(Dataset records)
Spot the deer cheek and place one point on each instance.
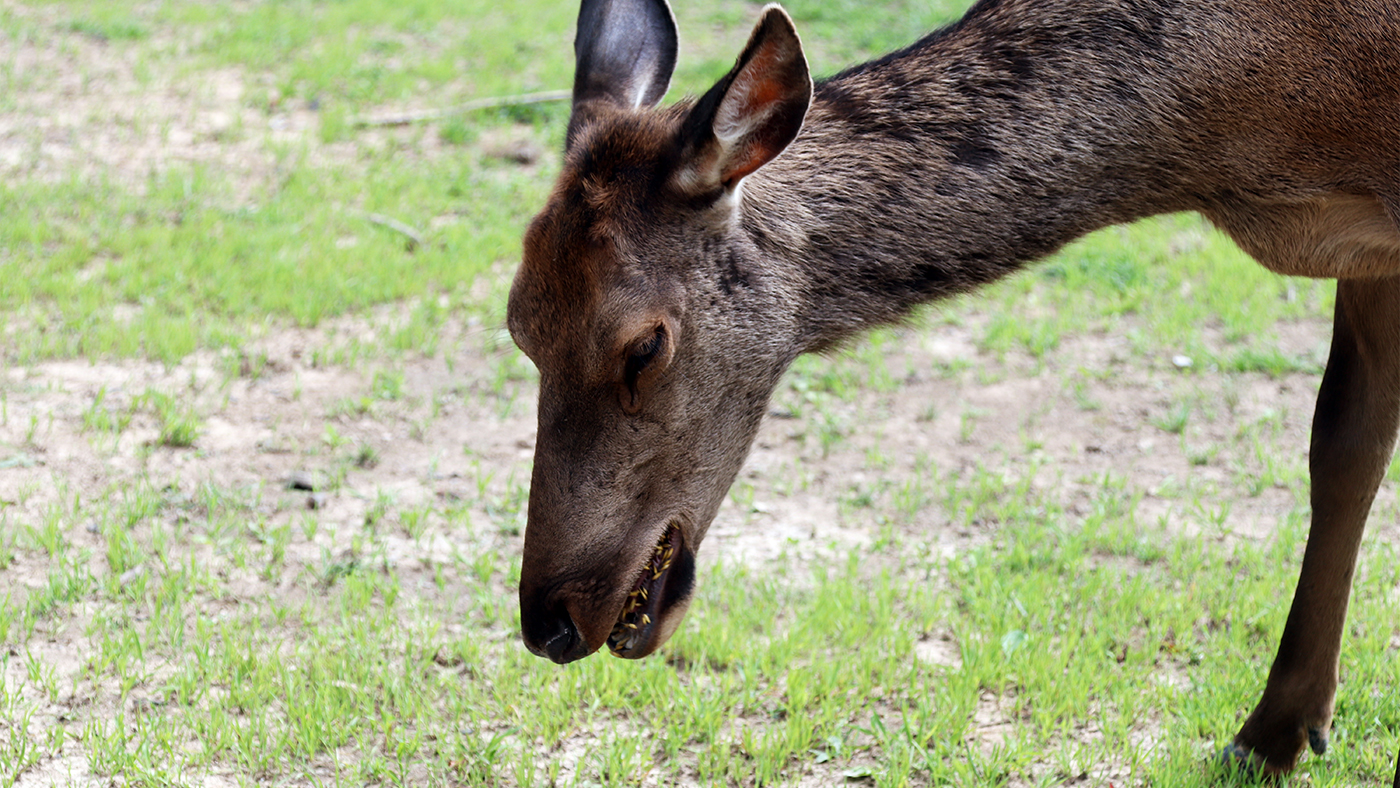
(629, 398)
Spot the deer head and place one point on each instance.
(657, 335)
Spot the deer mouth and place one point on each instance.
(657, 599)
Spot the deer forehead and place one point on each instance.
(594, 261)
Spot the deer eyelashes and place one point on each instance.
(646, 359)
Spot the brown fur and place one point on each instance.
(742, 235)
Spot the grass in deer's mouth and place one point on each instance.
(643, 606)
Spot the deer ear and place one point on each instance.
(752, 114)
(625, 52)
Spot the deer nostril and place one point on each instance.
(550, 631)
(563, 644)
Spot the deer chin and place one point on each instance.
(658, 598)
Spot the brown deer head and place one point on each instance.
(658, 340)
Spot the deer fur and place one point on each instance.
(689, 254)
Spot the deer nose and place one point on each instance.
(549, 631)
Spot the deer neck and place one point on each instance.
(951, 165)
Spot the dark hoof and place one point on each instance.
(1318, 741)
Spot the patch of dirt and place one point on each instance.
(459, 435)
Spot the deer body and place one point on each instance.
(689, 254)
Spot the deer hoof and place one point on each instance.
(1318, 739)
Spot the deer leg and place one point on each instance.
(1353, 438)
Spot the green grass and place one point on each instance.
(1007, 619)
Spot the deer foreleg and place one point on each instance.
(1353, 438)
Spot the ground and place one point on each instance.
(1040, 536)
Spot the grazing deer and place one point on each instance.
(689, 254)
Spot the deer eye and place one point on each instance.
(643, 354)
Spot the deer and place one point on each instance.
(689, 254)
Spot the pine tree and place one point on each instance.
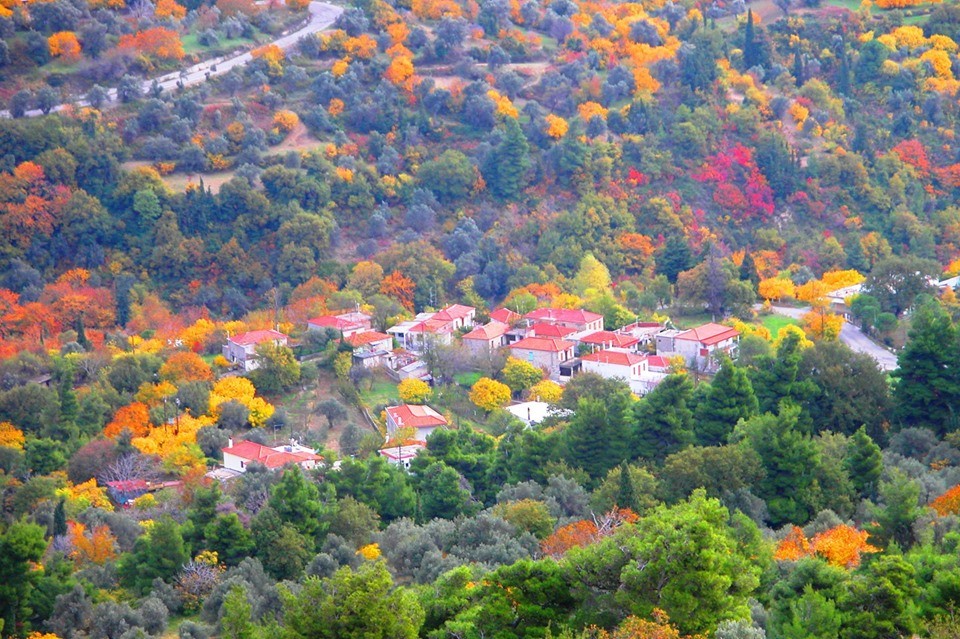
(729, 399)
(593, 436)
(864, 462)
(664, 423)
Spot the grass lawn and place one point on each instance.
(383, 391)
(467, 379)
(191, 45)
(774, 323)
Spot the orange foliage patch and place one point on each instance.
(64, 44)
(97, 547)
(158, 43)
(948, 503)
(134, 417)
(841, 546)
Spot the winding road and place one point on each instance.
(322, 15)
(851, 336)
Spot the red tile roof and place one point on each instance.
(708, 334)
(367, 337)
(551, 330)
(616, 358)
(334, 322)
(504, 315)
(609, 338)
(257, 337)
(487, 332)
(251, 451)
(563, 315)
(415, 416)
(456, 311)
(657, 361)
(432, 325)
(547, 344)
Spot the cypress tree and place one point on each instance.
(82, 334)
(749, 44)
(664, 423)
(798, 70)
(59, 520)
(864, 462)
(508, 165)
(626, 493)
(927, 393)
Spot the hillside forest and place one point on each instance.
(669, 161)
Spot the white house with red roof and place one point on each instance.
(486, 338)
(700, 346)
(242, 349)
(601, 340)
(630, 367)
(423, 419)
(402, 455)
(238, 457)
(548, 353)
(505, 316)
(577, 319)
(437, 328)
(370, 348)
(556, 331)
(346, 324)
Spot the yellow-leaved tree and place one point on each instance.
(489, 394)
(414, 391)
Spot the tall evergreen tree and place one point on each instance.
(626, 492)
(927, 392)
(663, 421)
(506, 168)
(864, 463)
(59, 520)
(750, 54)
(594, 436)
(789, 459)
(729, 399)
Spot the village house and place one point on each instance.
(630, 367)
(601, 340)
(370, 348)
(433, 328)
(578, 320)
(554, 356)
(242, 349)
(238, 457)
(423, 419)
(486, 338)
(346, 324)
(403, 454)
(700, 346)
(645, 332)
(555, 331)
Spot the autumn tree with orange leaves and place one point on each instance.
(157, 43)
(841, 546)
(133, 417)
(64, 44)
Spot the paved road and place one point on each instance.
(322, 15)
(852, 336)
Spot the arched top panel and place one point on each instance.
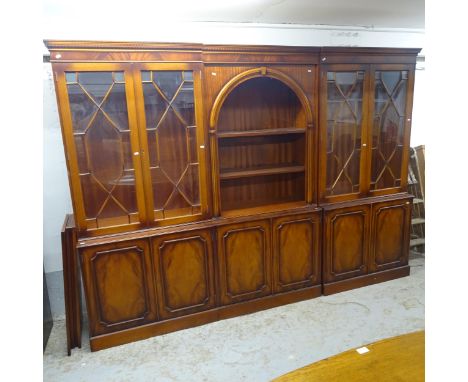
(256, 73)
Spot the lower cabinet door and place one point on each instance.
(296, 256)
(346, 242)
(244, 261)
(390, 234)
(184, 272)
(118, 281)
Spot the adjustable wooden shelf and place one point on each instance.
(210, 181)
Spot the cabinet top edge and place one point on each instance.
(198, 47)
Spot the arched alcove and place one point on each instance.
(261, 129)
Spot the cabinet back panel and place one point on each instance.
(261, 190)
(248, 153)
(261, 103)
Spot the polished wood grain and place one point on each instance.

[Exercise aim] Turn every line of the listing above into a JSON list of strings, one string per line, skipping blank lines. Omit the pictures from the output.

[Solution to this task]
[
  "Spot the deer cheek and place one point on each instance.",
  "(629, 398)",
  "Spot the deer head and place one point on each instance.",
  "(657, 335)",
  "Spot the deer mouth and place one point on each instance.",
  "(657, 599)",
  "Spot the deer forehead and place one point on each instance.",
  "(594, 261)",
  "Spot the deer eyelashes and place one point on each instance.",
  "(646, 359)",
  "Spot the brown fur and place one point on each instance.",
  "(742, 235)",
  "Spot the grass in deer's mouth and place one point on each instance.",
  "(643, 606)",
  "Spot the deer ear and place one point on each instance.",
  "(752, 114)",
  "(625, 52)",
  "Spot the deer nostril and place one point on each instance.",
  "(550, 631)",
  "(563, 644)",
  "Spot the deer chin and place one point on each instance.",
  "(658, 598)",
  "Spot the brown deer head and place one point on each instance.",
  "(658, 340)",
  "Spot the deer fur and place one point on each instance.",
  "(689, 254)",
  "Spot the deer nose and place one point on each instance.",
  "(549, 631)",
  "Spot the deer neck and place one point on each instance.",
  "(951, 165)",
  "Spot the dark hoof and place one point on each instance.",
  "(1318, 741)",
  "Spot the patch of dirt and place one point on each instance.",
  "(459, 435)",
  "Spot the deer body and place one point on each instance.",
  "(689, 254)",
  "Spot the deer hoof and place one point on each instance.",
  "(1318, 739)",
  "Spot the deer leg and place one point on each instance.",
  "(1353, 438)",
  "Spot the green grass and place one point on each instance.",
  "(1007, 619)",
  "Spot the deer foreleg and place one point on each instance.",
  "(1353, 438)",
  "Spot the ground and place one point on each instance.",
  "(1040, 536)",
  "Spot the grazing deer and place one point on each instance.",
  "(689, 254)",
  "Spot the deer eye and place one point on each instance.",
  "(643, 354)",
  "Spot the deer and place one point on each instance.",
  "(689, 254)",
  "Spot the pine tree and place one point on each instance.",
  "(729, 399)",
  "(593, 436)",
  "(864, 462)",
  "(664, 423)",
  "Spot the grass lawn and place one point on each instance.",
  "(383, 391)",
  "(467, 379)",
  "(191, 45)",
  "(774, 323)",
  "Spot the orange foliage patch and place one point on each instance.",
  "(64, 44)",
  "(97, 547)",
  "(158, 43)",
  "(948, 503)",
  "(134, 417)",
  "(841, 546)",
  "Spot the winding road and place one point on each instance.",
  "(322, 15)",
  "(851, 336)",
  "Spot the red tile roof and place one point on each instance.",
  "(708, 334)",
  "(367, 337)",
  "(551, 330)",
  "(616, 358)",
  "(334, 322)",
  "(504, 315)",
  "(609, 338)",
  "(257, 337)",
  "(487, 332)",
  "(251, 451)",
  "(563, 315)",
  "(415, 416)",
  "(456, 311)",
  "(657, 361)",
  "(432, 325)",
  "(547, 344)",
  "Spot the cypress tree and place one point on each instance.",
  "(82, 334)",
  "(749, 44)",
  "(664, 423)",
  "(798, 70)",
  "(59, 520)",
  "(864, 462)",
  "(508, 165)",
  "(626, 493)",
  "(927, 393)",
  "Spot the hillside forest and place one point on each instance.",
  "(669, 161)",
  "Spot the white house with red roof and place one point on each instance.",
  "(486, 338)",
  "(700, 346)",
  "(242, 349)",
  "(601, 340)",
  "(630, 367)",
  "(423, 419)",
  "(402, 455)",
  "(238, 457)",
  "(548, 353)",
  "(505, 316)",
  "(577, 319)",
  "(437, 328)",
  "(370, 348)",
  "(556, 331)",
  "(346, 324)",
  "Spot the yellow-leaved tree and place one point on each instance.",
  "(489, 394)",
  "(414, 391)",
  "Spot the tall evergreen tree and place one point on each instance.",
  "(626, 492)",
  "(927, 392)",
  "(663, 421)",
  "(506, 168)",
  "(864, 463)",
  "(59, 520)",
  "(750, 54)",
  "(594, 436)",
  "(789, 459)",
  "(729, 399)",
  "Spot the village house and place one point on each instance.",
  "(630, 367)",
  "(601, 340)",
  "(370, 348)",
  "(433, 328)",
  "(578, 320)",
  "(554, 356)",
  "(242, 349)",
  "(238, 457)",
  "(423, 419)",
  "(486, 338)",
  "(346, 324)",
  "(403, 454)",
  "(700, 346)",
  "(645, 332)",
  "(555, 331)",
  "Spot the autumn tree with orange leaves and place one point on each instance.",
  "(157, 43)",
  "(841, 546)",
  "(133, 417)",
  "(64, 44)",
  "Spot the paved road and place one point on each instance.",
  "(322, 15)",
  "(852, 336)",
  "Spot the arched top panel and place one point on each instance.",
  "(256, 73)",
  "Spot the lower cabinet door and place one point on each instance.",
  "(296, 256)",
  "(346, 242)",
  "(244, 261)",
  "(390, 234)",
  "(184, 272)",
  "(118, 281)",
  "Spot the adjustable wooden shelf and place one point on each instance.",
  "(210, 181)",
  "Spot the cabinet top edge and place one point on each instance.",
  "(198, 47)",
  "Spot the arched alcove and place one point on each instance.",
  "(261, 129)",
  "Spot the cabinet back panel and place one point on each instance.",
  "(261, 190)",
  "(248, 153)",
  "(261, 103)",
  "Spot the polished wood grain and place one point on each instance."
]